Labeled-object pointing entries:
☆ ☆ ☆ ☆ ☆ ☆ ☆

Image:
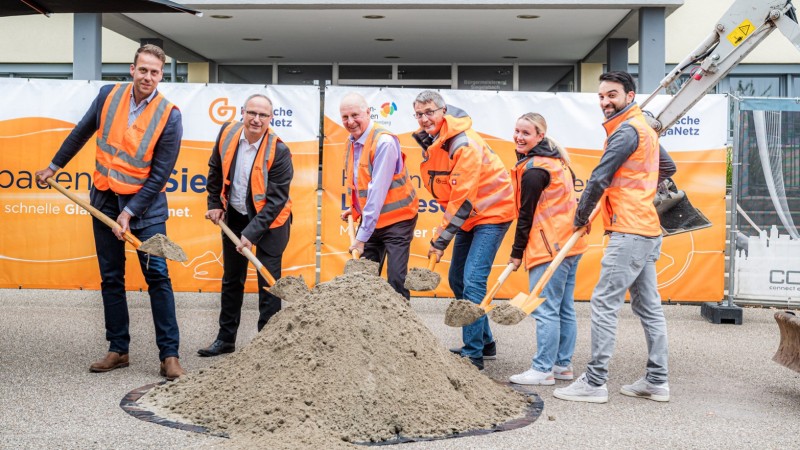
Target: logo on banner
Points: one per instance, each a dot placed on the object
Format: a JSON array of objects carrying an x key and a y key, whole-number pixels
[
  {"x": 220, "y": 112},
  {"x": 388, "y": 108}
]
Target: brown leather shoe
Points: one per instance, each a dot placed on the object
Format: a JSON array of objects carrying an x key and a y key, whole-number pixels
[
  {"x": 171, "y": 368},
  {"x": 113, "y": 360}
]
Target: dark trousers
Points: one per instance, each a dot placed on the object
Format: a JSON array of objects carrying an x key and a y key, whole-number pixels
[
  {"x": 111, "y": 258},
  {"x": 269, "y": 251},
  {"x": 393, "y": 244}
]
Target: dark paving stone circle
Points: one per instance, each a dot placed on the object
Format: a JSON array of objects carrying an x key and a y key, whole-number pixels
[{"x": 130, "y": 405}]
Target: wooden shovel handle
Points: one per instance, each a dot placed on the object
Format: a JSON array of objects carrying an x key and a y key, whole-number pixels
[
  {"x": 248, "y": 254},
  {"x": 95, "y": 212},
  {"x": 548, "y": 273},
  {"x": 500, "y": 280}
]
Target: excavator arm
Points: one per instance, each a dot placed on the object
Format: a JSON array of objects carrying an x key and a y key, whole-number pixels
[{"x": 745, "y": 25}]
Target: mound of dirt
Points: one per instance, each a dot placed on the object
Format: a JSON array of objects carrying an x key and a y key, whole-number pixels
[
  {"x": 350, "y": 362},
  {"x": 419, "y": 279}
]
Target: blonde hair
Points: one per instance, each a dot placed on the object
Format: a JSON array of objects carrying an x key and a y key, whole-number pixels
[{"x": 541, "y": 126}]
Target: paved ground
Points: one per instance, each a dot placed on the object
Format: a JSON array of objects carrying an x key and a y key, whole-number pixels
[{"x": 726, "y": 391}]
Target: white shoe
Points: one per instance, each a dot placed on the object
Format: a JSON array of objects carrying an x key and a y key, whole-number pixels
[
  {"x": 645, "y": 389},
  {"x": 533, "y": 377},
  {"x": 581, "y": 391},
  {"x": 563, "y": 373}
]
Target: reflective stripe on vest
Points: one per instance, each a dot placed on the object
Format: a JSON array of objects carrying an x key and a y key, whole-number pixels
[
  {"x": 124, "y": 154},
  {"x": 259, "y": 175},
  {"x": 628, "y": 207},
  {"x": 551, "y": 226}
]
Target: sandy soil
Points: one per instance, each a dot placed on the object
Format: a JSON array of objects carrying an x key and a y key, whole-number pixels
[
  {"x": 351, "y": 362},
  {"x": 422, "y": 279},
  {"x": 461, "y": 313},
  {"x": 507, "y": 314},
  {"x": 160, "y": 245}
]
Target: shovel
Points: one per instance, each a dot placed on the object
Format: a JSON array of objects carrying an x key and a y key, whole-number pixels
[
  {"x": 158, "y": 245},
  {"x": 248, "y": 254},
  {"x": 355, "y": 264},
  {"x": 521, "y": 305},
  {"x": 419, "y": 279},
  {"x": 461, "y": 313}
]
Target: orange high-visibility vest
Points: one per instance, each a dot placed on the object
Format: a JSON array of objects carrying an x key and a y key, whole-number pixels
[
  {"x": 401, "y": 199},
  {"x": 490, "y": 190},
  {"x": 551, "y": 227},
  {"x": 124, "y": 154},
  {"x": 259, "y": 176},
  {"x": 628, "y": 207}
]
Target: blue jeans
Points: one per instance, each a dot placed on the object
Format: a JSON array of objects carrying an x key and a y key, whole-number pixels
[
  {"x": 629, "y": 264},
  {"x": 556, "y": 326},
  {"x": 473, "y": 255},
  {"x": 111, "y": 258}
]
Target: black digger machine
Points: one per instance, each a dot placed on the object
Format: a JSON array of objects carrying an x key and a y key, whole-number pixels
[{"x": 743, "y": 27}]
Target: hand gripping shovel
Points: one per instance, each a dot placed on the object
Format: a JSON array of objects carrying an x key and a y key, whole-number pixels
[
  {"x": 158, "y": 245},
  {"x": 287, "y": 288},
  {"x": 521, "y": 305},
  {"x": 461, "y": 313},
  {"x": 419, "y": 279},
  {"x": 355, "y": 264}
]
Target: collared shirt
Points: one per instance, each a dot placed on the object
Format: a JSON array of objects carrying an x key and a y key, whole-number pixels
[
  {"x": 245, "y": 156},
  {"x": 388, "y": 162},
  {"x": 133, "y": 113},
  {"x": 136, "y": 110}
]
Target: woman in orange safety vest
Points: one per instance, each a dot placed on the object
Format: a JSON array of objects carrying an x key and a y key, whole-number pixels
[{"x": 545, "y": 198}]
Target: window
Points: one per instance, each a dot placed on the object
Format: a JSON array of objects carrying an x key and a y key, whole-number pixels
[
  {"x": 547, "y": 78},
  {"x": 245, "y": 74},
  {"x": 307, "y": 75}
]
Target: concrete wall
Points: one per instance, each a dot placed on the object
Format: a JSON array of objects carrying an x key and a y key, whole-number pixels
[
  {"x": 41, "y": 39},
  {"x": 692, "y": 22}
]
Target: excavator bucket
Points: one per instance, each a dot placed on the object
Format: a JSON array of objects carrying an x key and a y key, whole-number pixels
[
  {"x": 676, "y": 211},
  {"x": 788, "y": 354}
]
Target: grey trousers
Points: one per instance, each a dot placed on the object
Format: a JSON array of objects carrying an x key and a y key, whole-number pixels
[{"x": 629, "y": 263}]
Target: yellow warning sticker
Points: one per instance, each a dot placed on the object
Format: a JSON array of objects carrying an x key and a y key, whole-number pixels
[{"x": 742, "y": 31}]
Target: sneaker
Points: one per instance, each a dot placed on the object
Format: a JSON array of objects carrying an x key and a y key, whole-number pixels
[
  {"x": 563, "y": 373},
  {"x": 645, "y": 389},
  {"x": 533, "y": 377},
  {"x": 489, "y": 350},
  {"x": 477, "y": 362},
  {"x": 581, "y": 391}
]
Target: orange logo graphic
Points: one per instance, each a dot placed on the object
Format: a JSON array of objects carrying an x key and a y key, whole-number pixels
[{"x": 220, "y": 112}]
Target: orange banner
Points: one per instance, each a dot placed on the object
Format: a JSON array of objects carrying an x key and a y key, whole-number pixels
[
  {"x": 691, "y": 266},
  {"x": 47, "y": 240}
]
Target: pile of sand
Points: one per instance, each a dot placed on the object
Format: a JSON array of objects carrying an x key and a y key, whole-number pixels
[{"x": 350, "y": 362}]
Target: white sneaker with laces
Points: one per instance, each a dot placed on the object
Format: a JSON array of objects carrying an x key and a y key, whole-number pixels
[
  {"x": 581, "y": 391},
  {"x": 564, "y": 373},
  {"x": 533, "y": 377},
  {"x": 645, "y": 389}
]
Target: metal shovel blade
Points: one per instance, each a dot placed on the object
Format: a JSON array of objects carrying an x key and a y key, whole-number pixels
[
  {"x": 461, "y": 313},
  {"x": 160, "y": 245}
]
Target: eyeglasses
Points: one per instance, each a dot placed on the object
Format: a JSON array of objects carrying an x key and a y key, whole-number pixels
[
  {"x": 429, "y": 113},
  {"x": 253, "y": 115}
]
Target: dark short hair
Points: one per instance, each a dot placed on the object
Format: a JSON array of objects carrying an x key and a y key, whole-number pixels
[
  {"x": 153, "y": 50},
  {"x": 623, "y": 78}
]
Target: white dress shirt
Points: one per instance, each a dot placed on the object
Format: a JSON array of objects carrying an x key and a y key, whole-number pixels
[{"x": 245, "y": 156}]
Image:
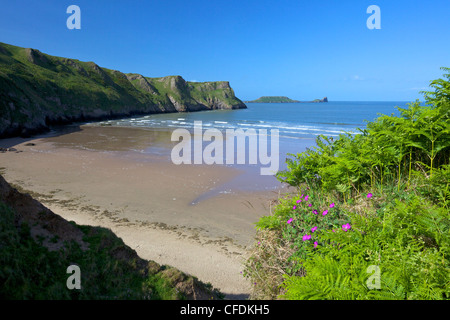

☆ ☆ ☆ ☆ ☆ ☆ ☆

> **Short task**: Which lines of the records contain the word "hair"? Return each of them, copied in full, treating the match as case-sensitive.

> **The answer**:
Target: blonde hair
Target: dark short hair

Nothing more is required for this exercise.